**Text shown**
========================

New Class of Catalysts Convert CO2 to Hydrocarbons at High Current Density

One of the primary challenges associated with electrochemical carbon dioxide reduction reaction (eCO2RR) is the need to employ an active catalyst able to produce hydrocarbons that exhibit a high current density and a relatively low overpotential.

A recent study published in Nature Communications by Professor Asadi and his research team at Illinois Tech showcased a new class of catalysts able to effectively convert CO2 to a range of hydrocarbons, including ethylene (C2H4), methane (CH4), methanol (CH3OH) and ethanol (C2H5OH).

These resulting hydrocarbons displayed exceptionally high current density (reaction rate) and faradaic efficiency (selectivity), demonstrating better performance than gold in terms of activity and better performance than copper in terms of selectivity. Both gold and copper are regarded as state-of-the-art catalysts for eCO2RR.

========================

**Provided information**
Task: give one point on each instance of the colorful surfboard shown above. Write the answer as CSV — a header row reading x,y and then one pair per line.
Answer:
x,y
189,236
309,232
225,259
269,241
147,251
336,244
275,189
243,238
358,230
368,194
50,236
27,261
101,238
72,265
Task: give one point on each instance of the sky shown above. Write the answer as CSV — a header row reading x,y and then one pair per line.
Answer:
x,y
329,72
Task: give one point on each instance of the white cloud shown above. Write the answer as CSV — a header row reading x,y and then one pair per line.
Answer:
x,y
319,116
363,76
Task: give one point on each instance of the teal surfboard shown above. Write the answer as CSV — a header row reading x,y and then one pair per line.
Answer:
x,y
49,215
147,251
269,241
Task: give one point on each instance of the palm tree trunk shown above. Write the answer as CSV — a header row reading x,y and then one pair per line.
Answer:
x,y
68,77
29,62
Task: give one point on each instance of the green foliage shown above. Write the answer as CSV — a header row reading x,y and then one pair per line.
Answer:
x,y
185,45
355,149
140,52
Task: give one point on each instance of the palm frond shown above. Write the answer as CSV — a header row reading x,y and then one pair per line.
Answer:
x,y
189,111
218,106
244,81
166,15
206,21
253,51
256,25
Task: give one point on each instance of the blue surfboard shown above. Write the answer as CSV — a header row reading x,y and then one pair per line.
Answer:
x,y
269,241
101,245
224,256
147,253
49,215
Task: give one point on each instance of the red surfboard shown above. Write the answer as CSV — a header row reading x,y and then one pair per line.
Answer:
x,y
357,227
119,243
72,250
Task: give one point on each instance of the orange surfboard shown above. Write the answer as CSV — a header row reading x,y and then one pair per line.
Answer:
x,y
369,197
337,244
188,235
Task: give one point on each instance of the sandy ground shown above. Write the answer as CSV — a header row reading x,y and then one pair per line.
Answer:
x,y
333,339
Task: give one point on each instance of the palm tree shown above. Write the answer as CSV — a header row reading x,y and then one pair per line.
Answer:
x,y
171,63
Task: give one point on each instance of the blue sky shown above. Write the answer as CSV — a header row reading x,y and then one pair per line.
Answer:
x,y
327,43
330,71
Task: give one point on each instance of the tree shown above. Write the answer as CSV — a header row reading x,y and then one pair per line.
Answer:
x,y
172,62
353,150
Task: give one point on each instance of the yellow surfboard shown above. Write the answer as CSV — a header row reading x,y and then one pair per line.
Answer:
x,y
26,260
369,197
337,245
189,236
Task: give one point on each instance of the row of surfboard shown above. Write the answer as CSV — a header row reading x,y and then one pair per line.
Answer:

========================

**Given instruction**
According to the text on CO2-to-hydrocarbon catalysts, in which journal did Professor Asadi's team publish its study? Answer from the text by itself.

**Completed exercise**
Nature Communications